> Listed entries:
----

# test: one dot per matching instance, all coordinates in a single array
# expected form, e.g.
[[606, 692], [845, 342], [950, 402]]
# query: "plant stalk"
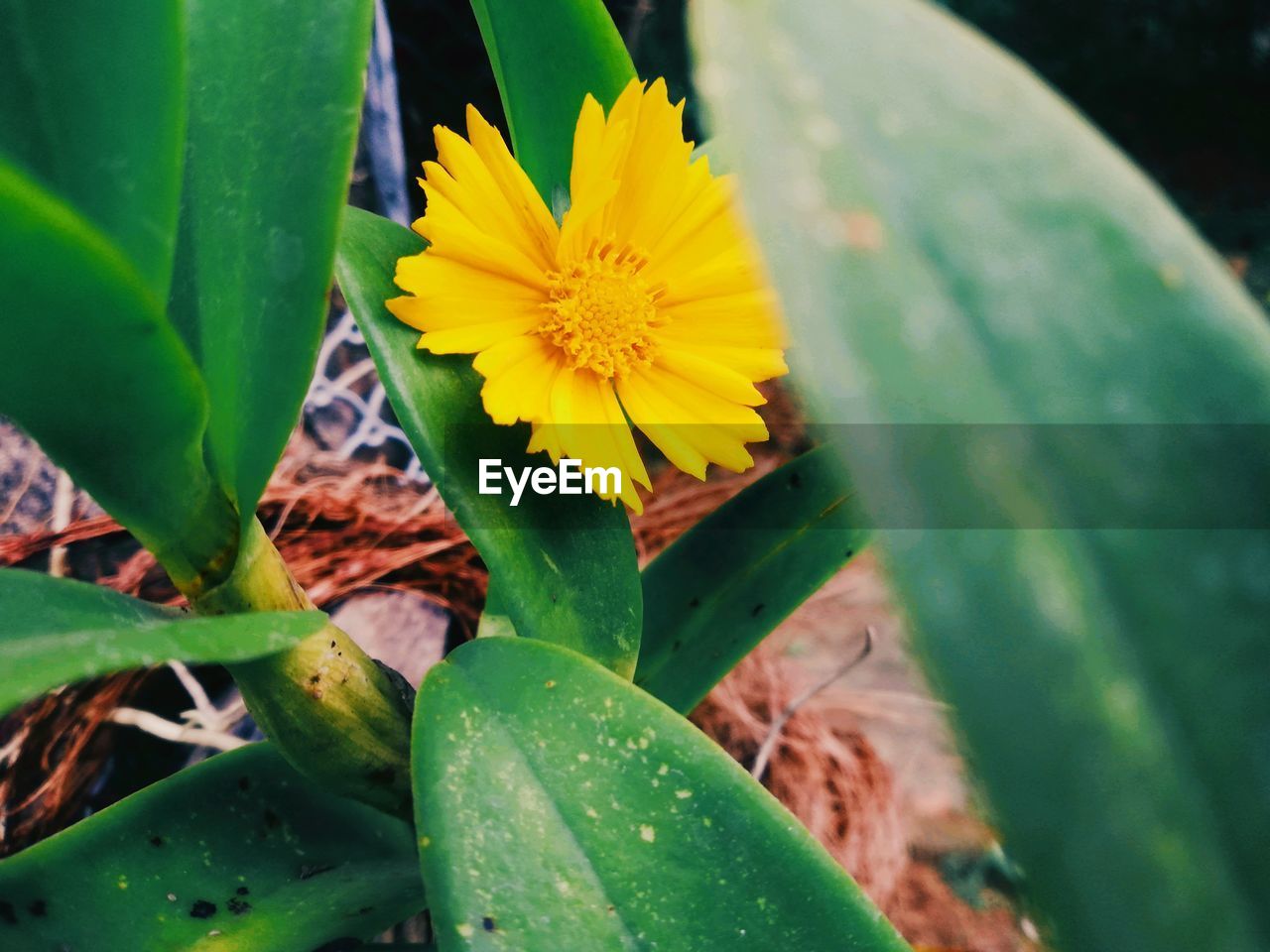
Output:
[[331, 711]]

----

> Stated problem: Reproduce the material above, substituting "flower stem" for "plant stalk" wherever it occurs and leaving everything else unchanged. Omit the pictures from your reproduction.

> Response to the task:
# test: one dot per matching instance, all coordinates in a single array
# expected form, e.g.
[[606, 692], [845, 342], [950, 402]]
# query: "flower stem"
Output:
[[331, 711]]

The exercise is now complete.